### Source passage
Furry Pikas Fight Climate Change By Munching Moss, Droppings

Most pikas (a relative of the rabbit) have been forced to move to higher altitudes in hopes of escaping the effects of global warming; new research suggests the furry animals that live in rockslides at sea level get by from eating moss.

"Pikas eat foods like moss to persist in warming environments," biologist Denise Dearing of the University of Utah, co-author of a new paper reporting the results, said in a news release.

"Some fiber is good, moss is 80 percent fiber. It's a bit like eating paper," Jo Varner, also a biologist at the University of Utah and a paper co-author, added.

The moss is easily accessible to the pikas because it grows all over their rocky homes, minimizing the amount of time the animals must spend foraging in the sun.

"Few herbivores consume moss because it's so nutritionally deficient. These pikas set a new record for moss in a mammal's diet: 60 percent," Varner said.

The ability of the pikas to survive off moss suggests they may be incredibly resistant to climate change. Moss is not the only strange item on a pika's daily menu; the animals also ingest part of their feces for nutritional purposes (rabbits also do this).

"Pikas and rabbits--and their gut microbes--are the ultimate recycling factory," Dearing said. "They ingest low-quality food over and over again, and turn it into high-quality protein and energy. The end product is six times more nutritious than the moss."

### Provided records
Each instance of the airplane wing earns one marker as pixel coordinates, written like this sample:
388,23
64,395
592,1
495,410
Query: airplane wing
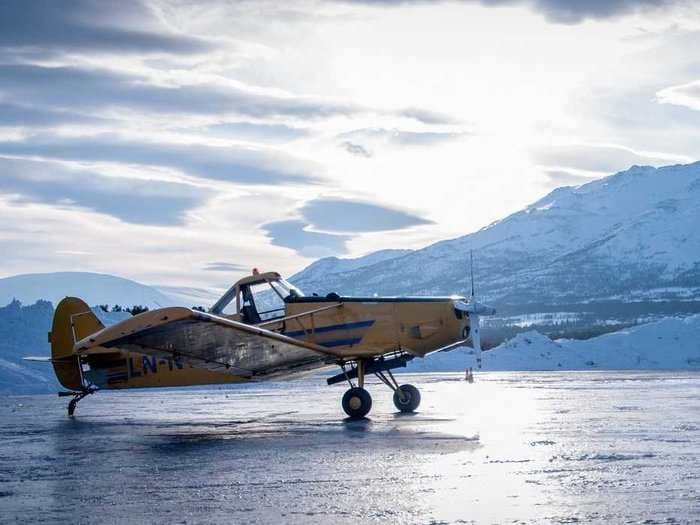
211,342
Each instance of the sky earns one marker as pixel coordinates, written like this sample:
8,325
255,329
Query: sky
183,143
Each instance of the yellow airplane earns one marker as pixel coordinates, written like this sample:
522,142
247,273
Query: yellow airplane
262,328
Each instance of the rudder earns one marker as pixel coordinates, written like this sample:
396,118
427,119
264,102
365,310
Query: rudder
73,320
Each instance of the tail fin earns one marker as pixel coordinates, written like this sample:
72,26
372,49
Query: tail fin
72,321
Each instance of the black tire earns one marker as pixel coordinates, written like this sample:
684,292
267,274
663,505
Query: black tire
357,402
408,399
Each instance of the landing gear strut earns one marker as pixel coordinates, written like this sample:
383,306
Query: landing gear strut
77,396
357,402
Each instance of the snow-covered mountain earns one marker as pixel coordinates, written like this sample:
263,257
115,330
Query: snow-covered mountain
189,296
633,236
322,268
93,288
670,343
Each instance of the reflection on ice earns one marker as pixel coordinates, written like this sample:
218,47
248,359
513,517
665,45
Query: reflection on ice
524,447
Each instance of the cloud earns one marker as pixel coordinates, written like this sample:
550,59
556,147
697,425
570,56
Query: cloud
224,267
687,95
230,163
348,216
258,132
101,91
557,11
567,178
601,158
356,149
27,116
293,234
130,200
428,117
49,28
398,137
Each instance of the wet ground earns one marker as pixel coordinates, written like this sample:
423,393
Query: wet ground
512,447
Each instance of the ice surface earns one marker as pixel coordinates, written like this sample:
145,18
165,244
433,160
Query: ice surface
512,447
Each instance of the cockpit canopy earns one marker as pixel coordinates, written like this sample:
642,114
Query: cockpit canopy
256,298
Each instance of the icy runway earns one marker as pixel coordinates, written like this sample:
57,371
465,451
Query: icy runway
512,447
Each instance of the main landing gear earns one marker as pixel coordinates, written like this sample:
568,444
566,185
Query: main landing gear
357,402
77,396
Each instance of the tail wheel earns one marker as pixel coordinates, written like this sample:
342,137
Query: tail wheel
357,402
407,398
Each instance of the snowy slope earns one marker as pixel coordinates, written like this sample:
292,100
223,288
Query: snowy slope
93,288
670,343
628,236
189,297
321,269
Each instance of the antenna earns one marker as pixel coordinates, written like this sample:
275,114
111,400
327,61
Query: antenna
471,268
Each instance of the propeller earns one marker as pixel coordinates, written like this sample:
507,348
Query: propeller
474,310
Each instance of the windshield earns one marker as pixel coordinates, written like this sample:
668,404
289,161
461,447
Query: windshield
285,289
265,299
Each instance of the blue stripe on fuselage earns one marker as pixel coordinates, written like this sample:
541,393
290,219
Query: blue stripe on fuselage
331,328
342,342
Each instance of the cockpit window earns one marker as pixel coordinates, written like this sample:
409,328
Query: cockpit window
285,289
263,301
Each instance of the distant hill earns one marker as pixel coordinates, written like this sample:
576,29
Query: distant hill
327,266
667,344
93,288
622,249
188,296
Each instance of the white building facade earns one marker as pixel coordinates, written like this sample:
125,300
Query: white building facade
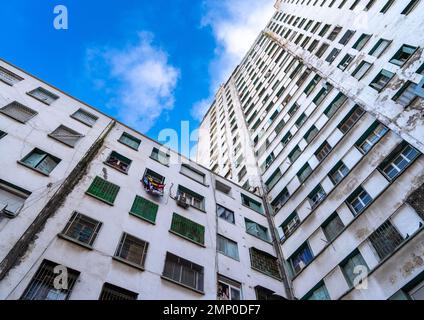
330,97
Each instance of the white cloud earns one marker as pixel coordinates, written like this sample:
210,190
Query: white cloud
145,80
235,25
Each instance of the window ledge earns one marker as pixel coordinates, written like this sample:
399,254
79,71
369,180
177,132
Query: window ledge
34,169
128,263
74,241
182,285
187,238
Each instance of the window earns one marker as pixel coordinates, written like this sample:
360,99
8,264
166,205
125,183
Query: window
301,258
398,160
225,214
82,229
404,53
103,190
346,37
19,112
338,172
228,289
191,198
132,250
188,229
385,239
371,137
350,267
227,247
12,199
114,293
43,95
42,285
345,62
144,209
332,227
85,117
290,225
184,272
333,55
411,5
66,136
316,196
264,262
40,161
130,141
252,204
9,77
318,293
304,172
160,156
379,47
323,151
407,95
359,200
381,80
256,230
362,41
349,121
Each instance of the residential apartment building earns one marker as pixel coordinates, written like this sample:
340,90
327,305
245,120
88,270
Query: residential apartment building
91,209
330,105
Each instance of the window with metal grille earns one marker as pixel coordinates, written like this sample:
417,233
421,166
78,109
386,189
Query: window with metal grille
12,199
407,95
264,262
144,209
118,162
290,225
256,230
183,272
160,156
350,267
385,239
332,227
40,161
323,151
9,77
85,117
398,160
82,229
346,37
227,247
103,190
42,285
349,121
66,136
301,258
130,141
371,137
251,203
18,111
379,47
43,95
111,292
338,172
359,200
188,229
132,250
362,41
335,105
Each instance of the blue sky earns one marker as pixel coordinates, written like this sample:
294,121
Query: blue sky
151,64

--

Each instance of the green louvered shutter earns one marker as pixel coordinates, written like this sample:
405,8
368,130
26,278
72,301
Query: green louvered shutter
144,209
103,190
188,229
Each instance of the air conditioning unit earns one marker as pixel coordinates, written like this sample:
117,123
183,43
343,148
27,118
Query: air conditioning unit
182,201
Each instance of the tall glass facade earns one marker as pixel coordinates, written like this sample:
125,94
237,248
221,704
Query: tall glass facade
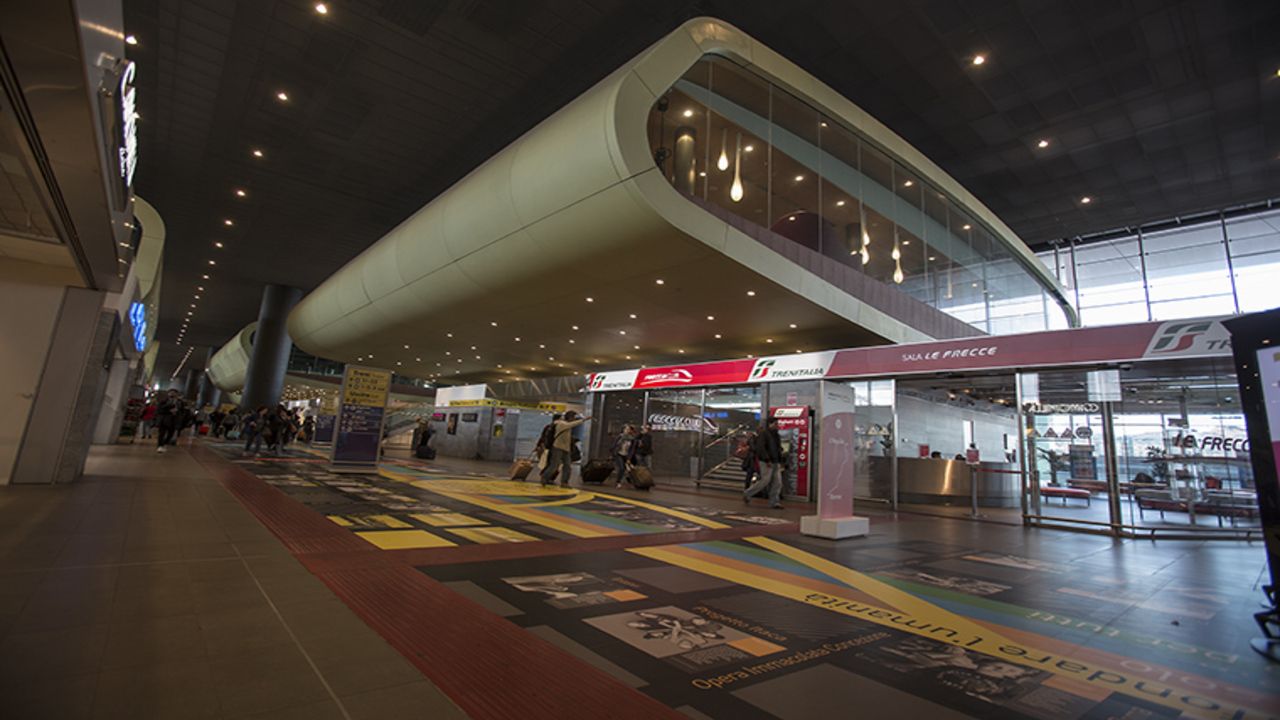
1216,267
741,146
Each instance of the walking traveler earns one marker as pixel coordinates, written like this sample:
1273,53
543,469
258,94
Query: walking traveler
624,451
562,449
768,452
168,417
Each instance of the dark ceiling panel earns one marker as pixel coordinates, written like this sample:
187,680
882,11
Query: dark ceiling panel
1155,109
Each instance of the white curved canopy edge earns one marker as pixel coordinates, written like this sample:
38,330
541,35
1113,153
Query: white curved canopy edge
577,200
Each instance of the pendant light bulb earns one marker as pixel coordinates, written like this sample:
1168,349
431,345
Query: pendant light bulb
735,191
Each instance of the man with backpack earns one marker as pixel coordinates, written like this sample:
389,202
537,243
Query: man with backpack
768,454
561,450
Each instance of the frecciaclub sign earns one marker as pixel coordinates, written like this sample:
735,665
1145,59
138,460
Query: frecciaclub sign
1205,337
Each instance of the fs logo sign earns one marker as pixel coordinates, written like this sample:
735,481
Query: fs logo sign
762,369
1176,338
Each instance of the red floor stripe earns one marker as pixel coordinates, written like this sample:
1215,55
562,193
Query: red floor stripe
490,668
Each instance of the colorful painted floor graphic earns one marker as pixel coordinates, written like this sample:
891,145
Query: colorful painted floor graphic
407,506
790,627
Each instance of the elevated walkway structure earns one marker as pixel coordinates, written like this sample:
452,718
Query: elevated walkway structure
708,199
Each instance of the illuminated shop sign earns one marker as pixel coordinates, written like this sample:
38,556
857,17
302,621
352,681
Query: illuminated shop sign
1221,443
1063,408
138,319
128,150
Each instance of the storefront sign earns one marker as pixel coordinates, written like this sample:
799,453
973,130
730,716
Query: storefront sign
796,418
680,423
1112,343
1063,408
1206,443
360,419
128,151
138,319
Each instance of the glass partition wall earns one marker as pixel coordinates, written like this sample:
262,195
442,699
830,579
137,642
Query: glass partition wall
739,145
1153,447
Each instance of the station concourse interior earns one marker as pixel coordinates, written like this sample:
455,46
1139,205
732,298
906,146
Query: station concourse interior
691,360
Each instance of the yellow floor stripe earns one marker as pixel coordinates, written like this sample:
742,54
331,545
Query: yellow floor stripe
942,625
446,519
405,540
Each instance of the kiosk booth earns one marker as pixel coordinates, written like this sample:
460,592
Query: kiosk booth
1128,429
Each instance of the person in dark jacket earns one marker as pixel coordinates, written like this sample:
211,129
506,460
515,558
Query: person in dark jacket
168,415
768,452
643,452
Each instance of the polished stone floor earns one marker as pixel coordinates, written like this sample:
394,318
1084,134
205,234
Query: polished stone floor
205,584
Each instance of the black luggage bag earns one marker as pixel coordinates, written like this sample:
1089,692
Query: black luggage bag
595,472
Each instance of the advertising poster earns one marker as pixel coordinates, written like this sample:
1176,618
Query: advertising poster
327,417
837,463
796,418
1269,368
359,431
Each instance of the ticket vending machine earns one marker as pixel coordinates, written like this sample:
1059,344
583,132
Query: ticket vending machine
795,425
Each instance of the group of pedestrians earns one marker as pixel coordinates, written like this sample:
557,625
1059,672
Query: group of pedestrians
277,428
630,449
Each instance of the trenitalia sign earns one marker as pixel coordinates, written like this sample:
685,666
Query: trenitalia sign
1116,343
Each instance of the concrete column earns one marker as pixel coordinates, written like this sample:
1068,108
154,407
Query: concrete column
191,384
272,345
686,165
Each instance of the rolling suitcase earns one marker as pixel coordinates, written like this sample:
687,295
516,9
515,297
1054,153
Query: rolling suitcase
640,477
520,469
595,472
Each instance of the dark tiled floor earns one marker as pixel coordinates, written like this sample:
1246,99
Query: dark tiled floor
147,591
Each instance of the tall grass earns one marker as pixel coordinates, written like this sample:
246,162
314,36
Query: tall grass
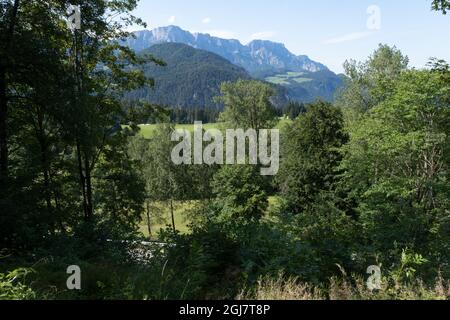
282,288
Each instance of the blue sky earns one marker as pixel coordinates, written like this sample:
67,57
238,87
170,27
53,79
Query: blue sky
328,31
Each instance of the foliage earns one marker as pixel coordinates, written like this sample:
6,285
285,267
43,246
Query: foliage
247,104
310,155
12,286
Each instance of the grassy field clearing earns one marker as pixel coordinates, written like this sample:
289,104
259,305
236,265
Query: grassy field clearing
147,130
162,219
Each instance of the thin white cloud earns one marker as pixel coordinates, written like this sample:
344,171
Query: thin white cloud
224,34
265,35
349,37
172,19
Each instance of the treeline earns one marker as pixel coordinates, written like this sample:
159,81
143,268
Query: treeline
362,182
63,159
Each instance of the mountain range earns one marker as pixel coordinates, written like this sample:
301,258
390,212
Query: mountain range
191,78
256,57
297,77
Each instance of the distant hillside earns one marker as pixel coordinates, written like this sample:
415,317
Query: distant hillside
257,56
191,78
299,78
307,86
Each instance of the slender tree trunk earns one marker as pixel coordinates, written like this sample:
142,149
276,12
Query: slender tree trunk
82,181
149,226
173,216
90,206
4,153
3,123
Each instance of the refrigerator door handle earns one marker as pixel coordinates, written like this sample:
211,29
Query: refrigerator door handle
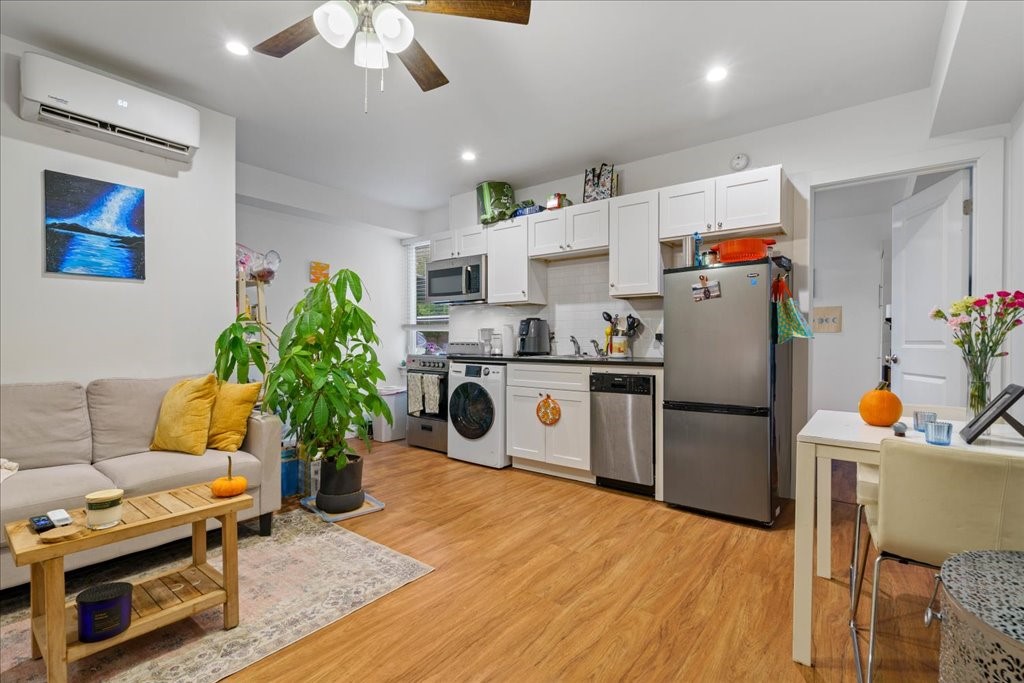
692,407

---

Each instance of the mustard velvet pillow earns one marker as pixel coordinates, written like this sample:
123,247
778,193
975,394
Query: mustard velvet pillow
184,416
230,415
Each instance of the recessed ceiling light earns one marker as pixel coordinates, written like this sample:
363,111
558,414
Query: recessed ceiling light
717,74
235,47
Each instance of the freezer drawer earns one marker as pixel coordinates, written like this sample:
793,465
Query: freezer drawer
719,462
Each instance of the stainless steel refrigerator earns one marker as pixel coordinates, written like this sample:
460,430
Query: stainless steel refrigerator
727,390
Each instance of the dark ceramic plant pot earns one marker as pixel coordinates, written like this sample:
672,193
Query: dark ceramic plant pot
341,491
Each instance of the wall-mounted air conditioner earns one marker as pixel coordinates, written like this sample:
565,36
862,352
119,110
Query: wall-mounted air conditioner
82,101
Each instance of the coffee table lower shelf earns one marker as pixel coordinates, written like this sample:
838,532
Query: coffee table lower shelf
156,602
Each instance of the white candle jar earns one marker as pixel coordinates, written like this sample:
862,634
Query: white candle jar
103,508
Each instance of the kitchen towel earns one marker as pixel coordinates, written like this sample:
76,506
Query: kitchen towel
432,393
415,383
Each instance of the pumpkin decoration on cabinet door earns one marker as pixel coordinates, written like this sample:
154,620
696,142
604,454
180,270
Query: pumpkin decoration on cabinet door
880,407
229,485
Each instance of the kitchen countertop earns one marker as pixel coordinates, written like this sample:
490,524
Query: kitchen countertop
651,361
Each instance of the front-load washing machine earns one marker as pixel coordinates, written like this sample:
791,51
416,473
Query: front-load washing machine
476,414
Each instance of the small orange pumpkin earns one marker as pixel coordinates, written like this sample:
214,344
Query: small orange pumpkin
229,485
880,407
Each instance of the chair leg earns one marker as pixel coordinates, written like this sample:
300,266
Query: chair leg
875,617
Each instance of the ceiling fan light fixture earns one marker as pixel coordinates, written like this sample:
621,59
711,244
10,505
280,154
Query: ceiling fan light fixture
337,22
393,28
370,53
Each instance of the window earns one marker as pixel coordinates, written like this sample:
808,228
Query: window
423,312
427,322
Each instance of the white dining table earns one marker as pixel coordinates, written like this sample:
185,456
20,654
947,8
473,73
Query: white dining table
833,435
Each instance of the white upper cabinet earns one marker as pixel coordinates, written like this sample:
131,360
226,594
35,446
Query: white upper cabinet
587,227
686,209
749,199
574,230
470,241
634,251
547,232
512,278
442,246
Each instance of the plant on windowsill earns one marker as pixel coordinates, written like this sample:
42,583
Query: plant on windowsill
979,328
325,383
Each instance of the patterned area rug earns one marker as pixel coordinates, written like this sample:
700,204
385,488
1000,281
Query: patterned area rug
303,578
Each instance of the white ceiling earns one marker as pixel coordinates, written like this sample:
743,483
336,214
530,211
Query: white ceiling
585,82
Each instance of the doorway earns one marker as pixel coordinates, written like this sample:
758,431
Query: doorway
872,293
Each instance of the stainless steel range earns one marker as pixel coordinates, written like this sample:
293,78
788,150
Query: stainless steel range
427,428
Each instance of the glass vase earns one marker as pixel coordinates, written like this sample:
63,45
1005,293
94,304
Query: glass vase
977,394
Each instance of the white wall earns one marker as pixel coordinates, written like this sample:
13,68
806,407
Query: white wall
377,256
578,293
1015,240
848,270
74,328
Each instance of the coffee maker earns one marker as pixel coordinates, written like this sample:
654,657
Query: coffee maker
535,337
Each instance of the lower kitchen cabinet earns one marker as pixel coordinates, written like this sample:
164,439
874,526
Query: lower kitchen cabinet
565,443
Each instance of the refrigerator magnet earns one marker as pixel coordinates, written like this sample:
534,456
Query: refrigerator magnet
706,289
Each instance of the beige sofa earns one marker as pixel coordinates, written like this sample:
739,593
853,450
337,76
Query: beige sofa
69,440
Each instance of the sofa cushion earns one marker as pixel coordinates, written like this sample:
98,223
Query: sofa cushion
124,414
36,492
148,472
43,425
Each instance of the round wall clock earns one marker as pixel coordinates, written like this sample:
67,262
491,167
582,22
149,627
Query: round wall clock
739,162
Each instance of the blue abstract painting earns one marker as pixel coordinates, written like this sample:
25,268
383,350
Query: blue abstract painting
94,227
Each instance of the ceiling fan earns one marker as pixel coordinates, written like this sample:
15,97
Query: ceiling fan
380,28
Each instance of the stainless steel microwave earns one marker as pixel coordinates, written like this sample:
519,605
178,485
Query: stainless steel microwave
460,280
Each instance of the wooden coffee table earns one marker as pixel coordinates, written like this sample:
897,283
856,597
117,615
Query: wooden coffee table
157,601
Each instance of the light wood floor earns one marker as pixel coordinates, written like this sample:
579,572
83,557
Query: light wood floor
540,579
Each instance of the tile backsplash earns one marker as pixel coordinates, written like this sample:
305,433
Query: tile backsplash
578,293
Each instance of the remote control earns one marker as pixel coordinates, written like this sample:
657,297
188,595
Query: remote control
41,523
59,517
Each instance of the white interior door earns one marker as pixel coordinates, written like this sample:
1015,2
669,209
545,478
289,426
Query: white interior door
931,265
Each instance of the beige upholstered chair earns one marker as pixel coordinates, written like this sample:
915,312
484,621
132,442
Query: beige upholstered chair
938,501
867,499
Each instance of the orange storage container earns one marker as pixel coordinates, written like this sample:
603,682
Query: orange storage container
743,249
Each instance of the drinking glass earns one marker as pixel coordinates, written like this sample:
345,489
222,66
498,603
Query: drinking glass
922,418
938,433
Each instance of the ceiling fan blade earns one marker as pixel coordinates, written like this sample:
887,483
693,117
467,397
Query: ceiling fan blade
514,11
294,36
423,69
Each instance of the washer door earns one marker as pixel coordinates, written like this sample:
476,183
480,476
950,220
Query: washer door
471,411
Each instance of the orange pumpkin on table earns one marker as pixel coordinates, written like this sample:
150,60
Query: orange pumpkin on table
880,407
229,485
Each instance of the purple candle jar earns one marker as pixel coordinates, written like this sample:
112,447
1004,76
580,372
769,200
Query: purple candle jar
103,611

### Brief 1
Using the pika article, decide whether each statement agrees with it: (a) moss makes up 60 percent of these pikas' diet; (b) moss is 50 percent fiber; (c) rabbits do not eat their own feces. Answer yes or no for each and quote the deciding words.
### Brief 2
Update the pika article between "The moss is" and "in the sun.", inclusive, so that "feeding" replaces "foraging".

### Exercise output 1
(a) Yes: "These pikas set a new record for moss in a mammal's diet: 60 percent"
(b) No: "moss is 80 percent fiber"
(c) No: "(rabbits also do this)"

### Exercise output 2
The moss is easily accessible to the pikas because it grows all over their rocky homes, minimizing the amount of time the animals must spend feeding in the sun.